Point placement records:

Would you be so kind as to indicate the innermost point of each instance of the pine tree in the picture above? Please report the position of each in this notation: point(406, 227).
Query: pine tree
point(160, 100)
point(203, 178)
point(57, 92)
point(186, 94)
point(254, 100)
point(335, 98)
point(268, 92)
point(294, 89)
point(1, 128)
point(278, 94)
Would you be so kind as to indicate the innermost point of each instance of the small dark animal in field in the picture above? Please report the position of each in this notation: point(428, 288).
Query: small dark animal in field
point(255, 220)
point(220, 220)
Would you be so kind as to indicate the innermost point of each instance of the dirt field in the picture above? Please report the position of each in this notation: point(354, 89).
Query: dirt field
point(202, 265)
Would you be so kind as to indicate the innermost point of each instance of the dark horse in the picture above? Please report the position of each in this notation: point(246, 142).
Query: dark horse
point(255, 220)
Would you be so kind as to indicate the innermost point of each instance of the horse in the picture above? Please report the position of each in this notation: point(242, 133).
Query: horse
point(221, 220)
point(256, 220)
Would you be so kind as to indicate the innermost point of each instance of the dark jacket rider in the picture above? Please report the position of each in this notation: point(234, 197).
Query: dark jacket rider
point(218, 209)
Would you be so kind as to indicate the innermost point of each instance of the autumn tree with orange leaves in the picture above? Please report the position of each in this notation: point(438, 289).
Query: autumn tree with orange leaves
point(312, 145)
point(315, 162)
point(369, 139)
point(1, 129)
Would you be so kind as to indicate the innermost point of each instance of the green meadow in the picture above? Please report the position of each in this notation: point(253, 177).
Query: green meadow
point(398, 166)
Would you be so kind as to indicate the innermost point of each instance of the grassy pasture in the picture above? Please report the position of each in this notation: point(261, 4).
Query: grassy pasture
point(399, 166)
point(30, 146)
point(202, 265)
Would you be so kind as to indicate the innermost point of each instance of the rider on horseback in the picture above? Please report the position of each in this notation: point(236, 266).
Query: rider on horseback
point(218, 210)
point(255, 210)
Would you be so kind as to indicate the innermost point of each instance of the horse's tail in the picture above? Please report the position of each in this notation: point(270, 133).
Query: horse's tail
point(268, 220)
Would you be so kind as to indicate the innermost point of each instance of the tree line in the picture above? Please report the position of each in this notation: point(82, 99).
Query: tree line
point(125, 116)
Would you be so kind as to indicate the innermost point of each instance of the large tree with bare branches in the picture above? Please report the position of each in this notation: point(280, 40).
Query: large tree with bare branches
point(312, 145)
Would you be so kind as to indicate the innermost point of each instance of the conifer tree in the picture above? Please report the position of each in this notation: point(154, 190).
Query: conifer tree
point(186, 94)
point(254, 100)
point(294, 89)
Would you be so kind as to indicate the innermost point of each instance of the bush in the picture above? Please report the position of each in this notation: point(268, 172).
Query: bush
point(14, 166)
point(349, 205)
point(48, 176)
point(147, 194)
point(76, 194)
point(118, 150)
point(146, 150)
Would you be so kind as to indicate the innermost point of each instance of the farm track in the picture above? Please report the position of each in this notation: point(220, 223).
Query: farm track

● **Written task**: Lay out every line of the entries above as a JSON list of strings, one string per line, with blank lines left out.

● **Worked solution**:
[
  "Would you be so kind as to indicate the innermost point of each instance of the pine tree in the picture above? Please report the position of each in this notation: point(406, 227).",
  "Query: pine tree",
  "point(160, 100)",
  "point(203, 178)",
  "point(57, 92)",
  "point(186, 94)",
  "point(254, 100)",
  "point(335, 98)",
  "point(268, 92)",
  "point(294, 89)",
  "point(1, 128)",
  "point(278, 94)",
  "Would you be so kind as to indicate the innermost point of each instance of the small dark animal in field in the picture above? Please report the position of each in this notation: point(428, 288).",
  "Query: small dark animal in field",
  "point(255, 220)",
  "point(220, 220)",
  "Would you be so kind as to indicate the innermost point of each instance of the dirt field in the picture above? Please report the position of each in this notation: point(354, 89).",
  "Query: dirt field",
  "point(202, 265)",
  "Would you be so kind as to indicate the innermost point of each instance of the dark horse in the picture above? Please report the position of each in this notation: point(246, 142).",
  "Query: dark horse",
  "point(255, 220)",
  "Would you be so kind as to indicate the innermost point of each instance of the horse in the picture above? Please report the position of each in this notation: point(242, 133).",
  "Query: horse",
  "point(221, 220)",
  "point(256, 220)",
  "Would you be so kind as to indicate the innermost point of each instance of the dark jacket rider in the picture above? Please report the position of each in this notation: point(234, 197).",
  "Query: dark jacket rider",
  "point(218, 209)",
  "Would you be so kind as to indicate the innermost point of each instance of the autumn tree with orange leaves in the picture above? Please report the position of each in this notation: point(438, 289).",
  "Query: autumn tree with orange leaves",
  "point(312, 145)",
  "point(315, 162)",
  "point(369, 139)",
  "point(1, 129)",
  "Would you be so kind as to indicate the innermost point of each instance of the green meadow in the picture above? Please report the position of each in this notation: point(253, 177).",
  "Query: green meadow",
  "point(398, 166)",
  "Would you be so kind as to indicate the innermost point of each instance of the grassy pasture in the picture above? Please report the position of each in this notation: point(261, 4).",
  "Query: grassy pasture",
  "point(399, 166)",
  "point(30, 146)",
  "point(202, 265)",
  "Would you be so kind as to indicate the innermost point of each instance of the rider on horseback in the picture above? Please report the position of each in this notation: point(236, 266).",
  "Query: rider on horseback",
  "point(218, 210)",
  "point(255, 210)",
  "Would you be so kind as to indicate the innermost point of each instance of the horse's tail in the picture above? Please report the position of each in this notation: point(270, 133).",
  "Query: horse's tail",
  "point(268, 220)",
  "Would you be so kind as to indicate the innermost point of each instance of the tree line in the picture above? Please report the position of each in this notation: point(82, 99).",
  "Query: tree line",
  "point(125, 116)",
  "Would you be so kind as to indicate the innermost point of each instance of the large tree with bare branches in the picture above? Please report the position of each in this notation: point(280, 40).",
  "Query: large tree with bare branches",
  "point(312, 145)",
  "Would you be so kind as to indicate the innermost point of each instance of the conifer tree in the picture above? Please report the position of each in this notation: point(154, 190).",
  "Query: conifer tree",
  "point(186, 94)",
  "point(254, 100)",
  "point(294, 89)",
  "Would you be so kind as to indicate the innermost point of each instance of the bush in the picture above? Please report the position of each in this notation: point(268, 172).",
  "Query: bush",
  "point(14, 166)",
  "point(349, 205)",
  "point(48, 176)",
  "point(147, 194)",
  "point(76, 194)",
  "point(118, 150)",
  "point(146, 150)",
  "Would you be so kind as to indicate the innermost point of each instance of the farm track in the picture above? Please report the position of each in this notation: point(220, 223).",
  "Query: farm track"
]